Aim: Pull out every line from the rows below that contains the word "board", and copy each one as is. Case counts.

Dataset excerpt
::::

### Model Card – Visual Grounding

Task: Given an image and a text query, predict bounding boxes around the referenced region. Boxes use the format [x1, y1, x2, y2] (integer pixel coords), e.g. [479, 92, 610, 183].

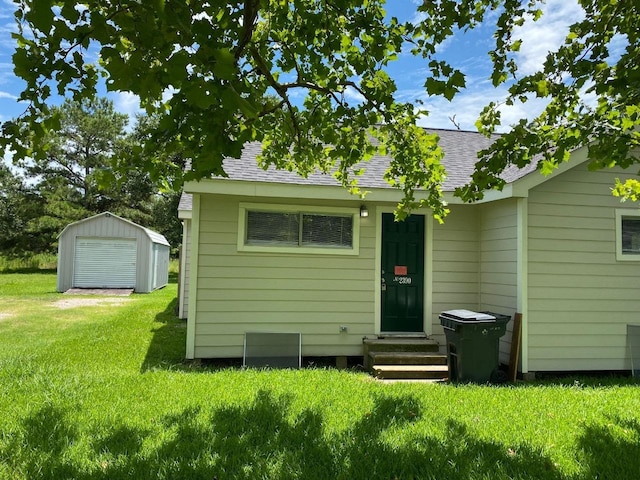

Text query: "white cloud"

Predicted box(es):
[514, 0, 584, 75]
[109, 92, 143, 127]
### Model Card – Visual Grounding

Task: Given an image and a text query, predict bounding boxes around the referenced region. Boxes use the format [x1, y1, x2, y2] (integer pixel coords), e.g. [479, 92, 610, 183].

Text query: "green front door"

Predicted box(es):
[381, 213, 424, 333]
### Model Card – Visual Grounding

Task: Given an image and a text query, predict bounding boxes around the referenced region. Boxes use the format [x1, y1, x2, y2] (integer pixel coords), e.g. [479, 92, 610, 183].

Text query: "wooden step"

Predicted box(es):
[373, 365, 449, 379]
[363, 337, 440, 352]
[369, 352, 447, 365]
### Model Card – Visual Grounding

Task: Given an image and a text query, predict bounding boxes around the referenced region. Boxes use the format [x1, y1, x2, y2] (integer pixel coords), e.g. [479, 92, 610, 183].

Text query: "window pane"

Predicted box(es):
[302, 214, 353, 248]
[622, 217, 640, 254]
[247, 211, 300, 246]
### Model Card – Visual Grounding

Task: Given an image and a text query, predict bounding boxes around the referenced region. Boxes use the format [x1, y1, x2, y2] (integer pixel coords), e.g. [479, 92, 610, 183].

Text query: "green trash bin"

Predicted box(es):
[439, 310, 511, 383]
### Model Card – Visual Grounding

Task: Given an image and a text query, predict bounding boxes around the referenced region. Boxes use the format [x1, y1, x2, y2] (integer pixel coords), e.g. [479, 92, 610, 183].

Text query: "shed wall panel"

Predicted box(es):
[57, 214, 169, 292]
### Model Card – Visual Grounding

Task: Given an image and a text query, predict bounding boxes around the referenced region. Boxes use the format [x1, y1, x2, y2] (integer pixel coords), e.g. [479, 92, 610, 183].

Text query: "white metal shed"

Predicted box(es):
[57, 212, 169, 293]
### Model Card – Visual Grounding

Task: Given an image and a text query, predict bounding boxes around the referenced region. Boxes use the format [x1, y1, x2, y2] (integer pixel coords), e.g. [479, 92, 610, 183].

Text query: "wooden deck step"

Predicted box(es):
[369, 352, 447, 365]
[373, 365, 449, 379]
[363, 337, 440, 352]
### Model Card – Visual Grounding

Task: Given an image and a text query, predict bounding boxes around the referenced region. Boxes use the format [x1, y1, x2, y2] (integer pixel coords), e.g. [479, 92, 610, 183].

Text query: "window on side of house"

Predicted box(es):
[616, 209, 640, 261]
[238, 204, 359, 255]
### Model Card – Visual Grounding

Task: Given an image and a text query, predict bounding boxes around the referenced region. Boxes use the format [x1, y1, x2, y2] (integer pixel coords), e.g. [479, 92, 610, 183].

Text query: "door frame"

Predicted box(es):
[374, 205, 433, 335]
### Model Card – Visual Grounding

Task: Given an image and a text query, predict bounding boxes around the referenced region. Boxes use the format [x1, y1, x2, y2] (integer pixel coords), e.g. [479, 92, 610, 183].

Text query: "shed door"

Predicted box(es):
[73, 237, 136, 288]
[381, 213, 424, 333]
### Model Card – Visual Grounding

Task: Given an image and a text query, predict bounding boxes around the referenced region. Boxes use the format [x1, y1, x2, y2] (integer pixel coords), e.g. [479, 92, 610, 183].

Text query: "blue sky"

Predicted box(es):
[0, 0, 582, 144]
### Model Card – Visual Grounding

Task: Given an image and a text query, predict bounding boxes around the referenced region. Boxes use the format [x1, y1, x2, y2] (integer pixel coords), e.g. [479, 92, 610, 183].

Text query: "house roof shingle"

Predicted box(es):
[179, 129, 536, 210]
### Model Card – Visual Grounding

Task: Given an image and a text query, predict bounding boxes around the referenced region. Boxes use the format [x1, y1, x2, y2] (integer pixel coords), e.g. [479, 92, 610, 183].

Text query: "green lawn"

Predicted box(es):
[0, 273, 640, 480]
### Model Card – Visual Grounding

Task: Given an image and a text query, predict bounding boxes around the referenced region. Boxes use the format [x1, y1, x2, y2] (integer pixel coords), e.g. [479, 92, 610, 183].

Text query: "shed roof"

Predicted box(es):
[178, 129, 537, 211]
[58, 212, 170, 247]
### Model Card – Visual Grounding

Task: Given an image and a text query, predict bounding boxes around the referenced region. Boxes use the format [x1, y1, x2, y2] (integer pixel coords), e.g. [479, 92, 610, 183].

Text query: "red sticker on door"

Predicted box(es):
[393, 265, 407, 275]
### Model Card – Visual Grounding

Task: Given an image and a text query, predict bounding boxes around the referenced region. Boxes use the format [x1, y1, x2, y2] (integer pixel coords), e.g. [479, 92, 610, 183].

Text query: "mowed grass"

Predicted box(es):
[0, 273, 640, 480]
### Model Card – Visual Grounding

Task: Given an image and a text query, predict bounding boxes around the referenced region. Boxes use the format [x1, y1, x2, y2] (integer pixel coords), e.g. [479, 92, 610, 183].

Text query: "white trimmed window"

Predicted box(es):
[616, 209, 640, 262]
[238, 203, 360, 255]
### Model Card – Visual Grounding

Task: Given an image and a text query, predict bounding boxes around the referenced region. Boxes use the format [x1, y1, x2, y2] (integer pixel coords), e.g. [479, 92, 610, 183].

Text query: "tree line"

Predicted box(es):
[0, 97, 183, 256]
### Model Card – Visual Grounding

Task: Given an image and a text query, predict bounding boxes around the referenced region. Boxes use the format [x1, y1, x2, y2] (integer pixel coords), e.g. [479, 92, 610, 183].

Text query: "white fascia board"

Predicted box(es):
[178, 147, 588, 206]
[510, 147, 589, 197]
[184, 179, 438, 203]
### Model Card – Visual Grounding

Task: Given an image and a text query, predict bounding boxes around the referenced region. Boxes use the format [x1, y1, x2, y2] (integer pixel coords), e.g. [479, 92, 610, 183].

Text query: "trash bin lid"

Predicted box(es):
[442, 309, 496, 322]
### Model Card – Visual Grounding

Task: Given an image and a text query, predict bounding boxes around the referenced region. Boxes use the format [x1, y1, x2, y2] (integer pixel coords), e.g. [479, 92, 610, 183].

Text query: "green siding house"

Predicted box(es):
[179, 130, 640, 373]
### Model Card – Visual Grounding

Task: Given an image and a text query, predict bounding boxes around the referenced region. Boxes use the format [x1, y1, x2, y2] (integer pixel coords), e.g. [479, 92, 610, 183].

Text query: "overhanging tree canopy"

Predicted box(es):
[2, 0, 640, 219]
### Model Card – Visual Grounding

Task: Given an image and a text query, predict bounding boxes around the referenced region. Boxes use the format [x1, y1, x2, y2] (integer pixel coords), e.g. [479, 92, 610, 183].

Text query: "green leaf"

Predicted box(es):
[212, 48, 238, 80]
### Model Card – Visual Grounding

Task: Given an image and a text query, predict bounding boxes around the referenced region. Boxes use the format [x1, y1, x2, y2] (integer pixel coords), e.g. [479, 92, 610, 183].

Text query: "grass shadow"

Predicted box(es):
[578, 416, 640, 480]
[140, 298, 189, 373]
[0, 267, 58, 275]
[0, 390, 604, 480]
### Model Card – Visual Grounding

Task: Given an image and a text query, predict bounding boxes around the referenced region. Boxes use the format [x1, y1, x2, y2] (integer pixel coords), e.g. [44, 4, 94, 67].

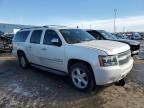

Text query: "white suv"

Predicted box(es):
[13, 27, 133, 91]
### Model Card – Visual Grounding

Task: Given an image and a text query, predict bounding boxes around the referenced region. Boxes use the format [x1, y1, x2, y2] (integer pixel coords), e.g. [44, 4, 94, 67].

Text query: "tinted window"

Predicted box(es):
[60, 29, 95, 44]
[14, 31, 30, 42]
[30, 30, 42, 44]
[87, 31, 103, 40]
[43, 30, 61, 45]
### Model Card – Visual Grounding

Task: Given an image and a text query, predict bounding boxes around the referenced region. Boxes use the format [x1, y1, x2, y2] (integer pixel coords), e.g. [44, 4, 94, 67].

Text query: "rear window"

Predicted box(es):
[30, 30, 42, 44]
[14, 31, 30, 42]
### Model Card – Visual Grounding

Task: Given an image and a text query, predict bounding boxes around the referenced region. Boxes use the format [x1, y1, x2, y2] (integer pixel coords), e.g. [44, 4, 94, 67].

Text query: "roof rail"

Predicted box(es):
[43, 25, 67, 28]
[20, 26, 41, 30]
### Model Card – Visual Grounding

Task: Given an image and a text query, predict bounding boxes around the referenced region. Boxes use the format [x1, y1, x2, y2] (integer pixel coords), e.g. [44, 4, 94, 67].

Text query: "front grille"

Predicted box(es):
[118, 50, 131, 65]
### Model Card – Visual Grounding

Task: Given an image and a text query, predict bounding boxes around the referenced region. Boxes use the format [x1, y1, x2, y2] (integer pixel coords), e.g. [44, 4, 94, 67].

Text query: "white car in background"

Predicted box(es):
[13, 27, 133, 91]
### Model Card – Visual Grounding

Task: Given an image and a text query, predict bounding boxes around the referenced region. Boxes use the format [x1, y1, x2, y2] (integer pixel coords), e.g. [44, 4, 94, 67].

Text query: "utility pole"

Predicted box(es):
[114, 9, 117, 33]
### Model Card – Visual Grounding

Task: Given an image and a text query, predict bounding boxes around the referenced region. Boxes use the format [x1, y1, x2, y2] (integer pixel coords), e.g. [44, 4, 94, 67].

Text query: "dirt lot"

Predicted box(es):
[0, 41, 144, 108]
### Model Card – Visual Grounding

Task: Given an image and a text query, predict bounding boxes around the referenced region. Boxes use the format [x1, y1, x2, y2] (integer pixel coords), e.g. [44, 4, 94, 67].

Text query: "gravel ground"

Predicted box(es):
[0, 44, 144, 108]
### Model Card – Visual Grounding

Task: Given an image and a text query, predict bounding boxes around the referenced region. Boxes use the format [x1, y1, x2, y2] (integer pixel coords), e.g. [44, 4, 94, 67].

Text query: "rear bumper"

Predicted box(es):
[94, 58, 133, 85]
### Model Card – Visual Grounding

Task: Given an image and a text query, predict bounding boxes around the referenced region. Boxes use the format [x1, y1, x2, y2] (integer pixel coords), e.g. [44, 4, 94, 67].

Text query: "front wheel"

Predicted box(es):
[70, 63, 95, 92]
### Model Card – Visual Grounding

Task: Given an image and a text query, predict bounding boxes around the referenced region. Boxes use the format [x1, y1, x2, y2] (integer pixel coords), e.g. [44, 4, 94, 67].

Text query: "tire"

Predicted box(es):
[69, 62, 95, 92]
[18, 53, 29, 69]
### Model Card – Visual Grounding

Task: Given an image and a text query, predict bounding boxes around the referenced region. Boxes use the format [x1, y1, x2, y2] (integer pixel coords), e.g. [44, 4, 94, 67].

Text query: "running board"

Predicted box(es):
[31, 64, 67, 76]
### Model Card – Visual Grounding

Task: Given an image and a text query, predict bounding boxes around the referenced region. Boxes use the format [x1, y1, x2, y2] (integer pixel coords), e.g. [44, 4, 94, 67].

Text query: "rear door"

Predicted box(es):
[27, 30, 43, 65]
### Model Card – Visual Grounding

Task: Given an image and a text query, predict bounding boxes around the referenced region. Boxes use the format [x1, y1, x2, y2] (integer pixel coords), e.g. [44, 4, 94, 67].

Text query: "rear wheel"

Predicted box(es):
[18, 53, 29, 69]
[70, 63, 95, 92]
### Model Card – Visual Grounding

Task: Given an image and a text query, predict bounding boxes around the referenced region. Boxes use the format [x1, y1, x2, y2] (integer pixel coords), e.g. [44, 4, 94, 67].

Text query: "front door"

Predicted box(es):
[40, 30, 64, 71]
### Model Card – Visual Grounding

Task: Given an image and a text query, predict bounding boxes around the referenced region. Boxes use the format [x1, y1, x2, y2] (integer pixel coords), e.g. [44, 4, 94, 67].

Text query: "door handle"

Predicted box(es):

::::

Final answer:
Text query: "white fascia board"
Text query: "running board"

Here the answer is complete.